Pour les éditeurs québécois, dont certains, à l’instar de 400 coups, sont déjà distribués et diffusés en France, le Paris Book Market est aussi l’occasion de renforcer le carnet d’adresses. Et de s’affirmer davantage sur le marché éditorial de la langue française. « C’est surtout symbolique pour nous, ça fait longtemps qu’on essaye d’être perçu comme un éditeur de sciences humaines et sociales local », raconte Alexandre Sanchez, éditrice de Lux Editeur, qui publie des auteurs comme Enzo Traverso, Mathias Quéré ou Thibault Prévost.

Un Liban meurtri

L’enthousiasme n’est pourtant pas débordant pour tout le monde. Reconnaissante de l’invitation du Bief et du soutien de l’Institut français au Liban, qui a pris en charge l’intégralité des frais, Patricia Moukarzel, responsable de cession de droits pour Samir Editeur, ne peut s’empêcher de voir l’événement comme l’occasion de « tirer [sa] révérence ».

En 2020, l’explosion catastrophique au port de Beyrouth a touché les bureaux de la maison, contrainte de fermer physiquement ses portes. « Depuis, nous travaillons de chez nous, mais avec le Covid, la crise économique et la situation géopolitique, le pouvoir d’achat de la population a chuté, plus personne n’achète de livres et nous avons dû arrêter d’enrichir notre catalogue jeunesse », déplore-t-elle. Un véritable cataclysme pour cette maison d’édition spécialisée dans les livres pour enfants et en parascolaire, spécialité pour laquelle elle obtenait, à la Foire de Bologne 2022, le prix des éditeurs dans la section Asie.

Pour survivre, Samir Editeur ne mise désormais que sur le fonds de son catalogue, qu’il continue de proposer à l’exportation, auprès des nombreux acteurs de toute nationalité qui lui sont restés fidèles. Même stratégie du côté de Samer Abdo, représentant de L’Orient des livres, avec qui Samir Editeur partage sa table au Paris Book Market. Créée en 2011, la maison continue de faire dialoguer l’Orient et l’Occident à travers des auteurs visibles sur la scène internationale et sa coédition avec Actes Sud, pour la collection Sindbad. Les yeux humides, Samer Abdo s’acharne, sourire aux lèvres : « Même s’il est de plus en plus difficile de se projeter, nous continuerons de promouvoir la culture et la littérature française, jusqu’à notre dernier souffle ».

(Consigne) Recopiez le passage du texte sur les éditeurs au Paris Book Market compris entre « Pour les éditeurs » et « ou Thibault Prévost. », bornes incluses.

(Données)
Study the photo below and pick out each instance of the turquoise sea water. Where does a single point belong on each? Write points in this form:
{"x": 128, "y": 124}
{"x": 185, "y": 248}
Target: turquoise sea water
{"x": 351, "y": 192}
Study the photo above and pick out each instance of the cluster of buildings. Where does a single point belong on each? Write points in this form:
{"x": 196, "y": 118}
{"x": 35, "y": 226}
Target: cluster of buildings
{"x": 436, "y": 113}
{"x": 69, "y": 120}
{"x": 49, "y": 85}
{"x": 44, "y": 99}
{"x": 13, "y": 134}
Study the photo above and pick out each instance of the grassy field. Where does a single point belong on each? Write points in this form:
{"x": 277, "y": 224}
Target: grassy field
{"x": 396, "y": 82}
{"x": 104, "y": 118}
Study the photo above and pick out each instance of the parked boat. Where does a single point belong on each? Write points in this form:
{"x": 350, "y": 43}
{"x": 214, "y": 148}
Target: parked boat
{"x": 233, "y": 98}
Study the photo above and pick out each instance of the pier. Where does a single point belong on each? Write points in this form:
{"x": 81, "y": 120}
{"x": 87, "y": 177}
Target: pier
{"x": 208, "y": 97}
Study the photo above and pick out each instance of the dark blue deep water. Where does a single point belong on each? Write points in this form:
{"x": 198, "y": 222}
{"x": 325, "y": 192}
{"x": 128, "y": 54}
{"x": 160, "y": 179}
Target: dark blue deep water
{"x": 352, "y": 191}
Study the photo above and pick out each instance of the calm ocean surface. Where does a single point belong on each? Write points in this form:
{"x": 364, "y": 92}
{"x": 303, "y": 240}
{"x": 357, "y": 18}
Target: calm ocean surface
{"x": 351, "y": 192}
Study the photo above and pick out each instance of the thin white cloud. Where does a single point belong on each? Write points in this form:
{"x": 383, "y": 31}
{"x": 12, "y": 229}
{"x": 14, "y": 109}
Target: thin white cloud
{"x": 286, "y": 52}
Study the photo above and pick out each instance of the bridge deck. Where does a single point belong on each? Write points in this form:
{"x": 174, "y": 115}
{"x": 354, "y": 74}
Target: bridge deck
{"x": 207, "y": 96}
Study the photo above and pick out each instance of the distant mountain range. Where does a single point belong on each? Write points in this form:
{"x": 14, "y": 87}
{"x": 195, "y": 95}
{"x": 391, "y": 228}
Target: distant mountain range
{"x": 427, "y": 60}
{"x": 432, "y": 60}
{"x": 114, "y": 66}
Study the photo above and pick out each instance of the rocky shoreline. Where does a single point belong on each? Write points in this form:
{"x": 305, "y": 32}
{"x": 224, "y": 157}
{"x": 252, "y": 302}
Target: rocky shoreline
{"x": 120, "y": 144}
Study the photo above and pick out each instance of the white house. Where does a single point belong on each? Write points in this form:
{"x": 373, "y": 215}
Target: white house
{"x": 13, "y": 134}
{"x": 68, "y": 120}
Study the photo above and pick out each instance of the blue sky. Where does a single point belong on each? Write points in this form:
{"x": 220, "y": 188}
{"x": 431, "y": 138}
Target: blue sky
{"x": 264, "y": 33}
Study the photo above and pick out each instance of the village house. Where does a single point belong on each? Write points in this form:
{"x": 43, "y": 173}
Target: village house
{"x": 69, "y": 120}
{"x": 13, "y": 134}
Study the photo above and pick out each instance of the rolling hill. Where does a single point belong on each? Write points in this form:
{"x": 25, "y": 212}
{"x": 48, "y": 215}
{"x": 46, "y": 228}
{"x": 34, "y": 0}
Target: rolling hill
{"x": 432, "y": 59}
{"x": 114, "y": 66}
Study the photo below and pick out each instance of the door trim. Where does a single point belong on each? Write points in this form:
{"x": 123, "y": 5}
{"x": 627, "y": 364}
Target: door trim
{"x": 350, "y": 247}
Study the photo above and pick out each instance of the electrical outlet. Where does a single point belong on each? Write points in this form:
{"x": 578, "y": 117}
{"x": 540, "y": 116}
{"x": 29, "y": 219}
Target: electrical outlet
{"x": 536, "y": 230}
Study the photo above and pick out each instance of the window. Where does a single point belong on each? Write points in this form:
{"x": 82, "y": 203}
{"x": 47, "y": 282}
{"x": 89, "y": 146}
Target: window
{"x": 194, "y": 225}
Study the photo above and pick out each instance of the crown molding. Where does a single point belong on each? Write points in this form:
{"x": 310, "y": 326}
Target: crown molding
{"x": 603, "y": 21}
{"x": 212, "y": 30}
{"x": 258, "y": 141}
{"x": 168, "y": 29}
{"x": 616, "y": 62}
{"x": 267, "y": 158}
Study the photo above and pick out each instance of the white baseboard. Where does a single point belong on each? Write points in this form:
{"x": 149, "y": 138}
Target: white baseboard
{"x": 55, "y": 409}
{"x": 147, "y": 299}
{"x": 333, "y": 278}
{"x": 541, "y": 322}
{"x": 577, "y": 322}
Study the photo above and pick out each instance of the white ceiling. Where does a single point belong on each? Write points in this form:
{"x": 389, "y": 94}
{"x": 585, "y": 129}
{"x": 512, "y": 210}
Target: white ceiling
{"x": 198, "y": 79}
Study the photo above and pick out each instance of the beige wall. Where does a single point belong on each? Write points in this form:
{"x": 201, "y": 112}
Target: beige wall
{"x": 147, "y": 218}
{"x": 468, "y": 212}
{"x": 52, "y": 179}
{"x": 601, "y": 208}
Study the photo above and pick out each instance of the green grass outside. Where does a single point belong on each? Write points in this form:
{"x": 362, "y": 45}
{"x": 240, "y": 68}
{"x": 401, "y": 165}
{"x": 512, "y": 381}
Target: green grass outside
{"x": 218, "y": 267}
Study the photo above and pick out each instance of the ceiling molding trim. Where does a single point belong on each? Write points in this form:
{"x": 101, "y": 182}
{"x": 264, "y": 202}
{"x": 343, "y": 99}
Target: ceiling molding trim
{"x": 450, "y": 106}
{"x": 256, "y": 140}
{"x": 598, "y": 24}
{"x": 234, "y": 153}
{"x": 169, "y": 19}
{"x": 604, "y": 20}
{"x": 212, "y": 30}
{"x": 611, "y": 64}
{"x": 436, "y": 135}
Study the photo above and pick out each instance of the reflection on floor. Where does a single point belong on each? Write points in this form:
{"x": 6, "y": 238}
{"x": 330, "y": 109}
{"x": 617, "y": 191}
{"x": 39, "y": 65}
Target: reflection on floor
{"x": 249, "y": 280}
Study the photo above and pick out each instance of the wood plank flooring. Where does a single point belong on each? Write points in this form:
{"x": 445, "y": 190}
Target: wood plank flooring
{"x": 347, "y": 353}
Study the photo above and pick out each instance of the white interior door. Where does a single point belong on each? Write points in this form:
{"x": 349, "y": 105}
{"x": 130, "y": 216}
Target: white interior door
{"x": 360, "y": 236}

* * *

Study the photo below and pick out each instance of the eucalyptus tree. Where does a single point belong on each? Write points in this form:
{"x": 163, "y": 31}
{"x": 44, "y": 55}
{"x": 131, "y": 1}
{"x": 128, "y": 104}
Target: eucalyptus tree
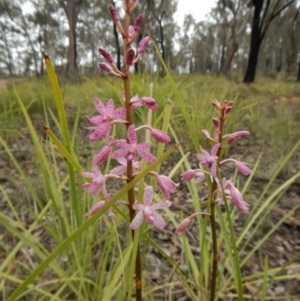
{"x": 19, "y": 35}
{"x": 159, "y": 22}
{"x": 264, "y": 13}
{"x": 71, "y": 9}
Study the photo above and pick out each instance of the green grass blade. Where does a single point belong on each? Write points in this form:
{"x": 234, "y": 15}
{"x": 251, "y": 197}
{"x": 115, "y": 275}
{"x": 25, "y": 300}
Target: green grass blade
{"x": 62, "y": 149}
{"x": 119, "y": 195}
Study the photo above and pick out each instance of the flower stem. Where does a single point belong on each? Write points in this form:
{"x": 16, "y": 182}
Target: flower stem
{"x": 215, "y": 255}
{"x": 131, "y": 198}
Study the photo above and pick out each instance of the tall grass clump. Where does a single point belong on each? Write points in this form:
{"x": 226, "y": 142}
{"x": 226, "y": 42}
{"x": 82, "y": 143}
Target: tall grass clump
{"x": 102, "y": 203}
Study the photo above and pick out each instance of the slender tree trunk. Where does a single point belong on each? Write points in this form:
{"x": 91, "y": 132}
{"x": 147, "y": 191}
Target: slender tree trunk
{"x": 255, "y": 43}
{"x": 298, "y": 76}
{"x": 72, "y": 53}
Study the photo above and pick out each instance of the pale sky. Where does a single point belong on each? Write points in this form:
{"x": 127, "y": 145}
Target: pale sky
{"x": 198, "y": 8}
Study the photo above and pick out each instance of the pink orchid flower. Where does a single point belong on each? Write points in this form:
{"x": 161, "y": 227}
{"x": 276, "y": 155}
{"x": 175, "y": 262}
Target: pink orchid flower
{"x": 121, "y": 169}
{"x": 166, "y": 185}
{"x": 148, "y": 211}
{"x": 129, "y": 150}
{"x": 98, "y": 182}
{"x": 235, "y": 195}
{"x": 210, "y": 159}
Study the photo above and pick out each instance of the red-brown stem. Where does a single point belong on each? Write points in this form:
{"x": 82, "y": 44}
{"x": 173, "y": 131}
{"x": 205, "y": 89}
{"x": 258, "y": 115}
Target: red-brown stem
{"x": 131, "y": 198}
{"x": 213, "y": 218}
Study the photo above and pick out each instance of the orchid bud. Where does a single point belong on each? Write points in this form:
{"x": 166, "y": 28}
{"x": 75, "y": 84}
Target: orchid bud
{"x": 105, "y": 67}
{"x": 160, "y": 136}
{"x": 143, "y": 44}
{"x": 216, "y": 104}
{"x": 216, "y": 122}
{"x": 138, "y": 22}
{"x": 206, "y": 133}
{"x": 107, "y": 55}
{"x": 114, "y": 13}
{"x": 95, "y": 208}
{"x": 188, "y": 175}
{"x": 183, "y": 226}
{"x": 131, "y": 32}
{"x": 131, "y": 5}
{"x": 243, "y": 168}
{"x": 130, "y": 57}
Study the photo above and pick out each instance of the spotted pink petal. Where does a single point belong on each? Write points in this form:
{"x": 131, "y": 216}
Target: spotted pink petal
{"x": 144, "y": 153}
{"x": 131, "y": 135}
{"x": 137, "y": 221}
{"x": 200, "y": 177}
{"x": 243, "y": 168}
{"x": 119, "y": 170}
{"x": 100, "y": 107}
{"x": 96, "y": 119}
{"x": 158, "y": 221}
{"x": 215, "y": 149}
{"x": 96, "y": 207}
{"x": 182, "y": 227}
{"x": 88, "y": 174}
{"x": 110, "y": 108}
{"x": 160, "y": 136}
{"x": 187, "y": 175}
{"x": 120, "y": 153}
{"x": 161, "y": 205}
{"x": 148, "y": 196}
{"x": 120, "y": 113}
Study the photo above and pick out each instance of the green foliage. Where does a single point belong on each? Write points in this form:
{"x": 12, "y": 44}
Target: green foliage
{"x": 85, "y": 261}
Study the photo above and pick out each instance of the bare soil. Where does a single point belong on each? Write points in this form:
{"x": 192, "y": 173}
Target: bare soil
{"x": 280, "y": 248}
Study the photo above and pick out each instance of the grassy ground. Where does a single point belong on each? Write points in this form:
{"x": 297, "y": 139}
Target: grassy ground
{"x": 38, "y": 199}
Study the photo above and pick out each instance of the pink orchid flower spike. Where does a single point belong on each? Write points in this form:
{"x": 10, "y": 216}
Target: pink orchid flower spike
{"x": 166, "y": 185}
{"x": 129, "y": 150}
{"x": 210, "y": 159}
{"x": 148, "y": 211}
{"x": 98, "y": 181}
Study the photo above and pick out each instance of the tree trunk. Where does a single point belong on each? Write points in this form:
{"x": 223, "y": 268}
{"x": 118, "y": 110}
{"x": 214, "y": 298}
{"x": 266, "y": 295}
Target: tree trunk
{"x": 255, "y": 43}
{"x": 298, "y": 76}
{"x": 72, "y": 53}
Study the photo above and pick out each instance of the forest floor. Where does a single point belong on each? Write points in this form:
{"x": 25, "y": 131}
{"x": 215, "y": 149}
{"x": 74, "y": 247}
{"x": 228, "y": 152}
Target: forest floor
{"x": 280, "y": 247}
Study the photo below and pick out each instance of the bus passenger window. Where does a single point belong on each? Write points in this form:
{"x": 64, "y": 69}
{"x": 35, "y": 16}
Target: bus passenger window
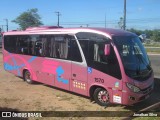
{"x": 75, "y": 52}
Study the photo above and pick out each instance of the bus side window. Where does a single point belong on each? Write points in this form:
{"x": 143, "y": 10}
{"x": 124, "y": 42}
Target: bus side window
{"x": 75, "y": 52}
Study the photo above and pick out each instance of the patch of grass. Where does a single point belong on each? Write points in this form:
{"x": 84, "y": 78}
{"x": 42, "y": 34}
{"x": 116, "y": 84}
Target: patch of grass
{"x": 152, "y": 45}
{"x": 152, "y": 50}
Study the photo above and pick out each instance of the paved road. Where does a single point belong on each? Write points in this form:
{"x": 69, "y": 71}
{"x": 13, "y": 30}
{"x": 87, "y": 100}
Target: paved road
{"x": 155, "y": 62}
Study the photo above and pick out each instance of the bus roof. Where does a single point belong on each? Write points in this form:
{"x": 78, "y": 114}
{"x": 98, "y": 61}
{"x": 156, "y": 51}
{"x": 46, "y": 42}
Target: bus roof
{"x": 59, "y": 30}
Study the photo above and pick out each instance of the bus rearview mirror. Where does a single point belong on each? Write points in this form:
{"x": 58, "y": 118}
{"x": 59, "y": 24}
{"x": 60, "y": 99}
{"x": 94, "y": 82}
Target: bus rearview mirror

(Solution)
Pour les éditeurs québécois, dont certains, à l’instar de 400 coups, sont déjà distribués et diffusés en France, le Paris Book Market est aussi l’occasion de renforcer le carnet d’adresses. Et de s’affirmer davantage sur le marché éditorial de la langue française. « C’est surtout symbolique pour nous, ça fait longtemps qu’on essaye d’être perçu comme un éditeur de sciences humaines et sociales local », raconte Alexandre Sanchez, éditrice de Lux Editeur, qui publie des auteurs comme Enzo Traverso, Mathias Quéré ou Thibault Prévost.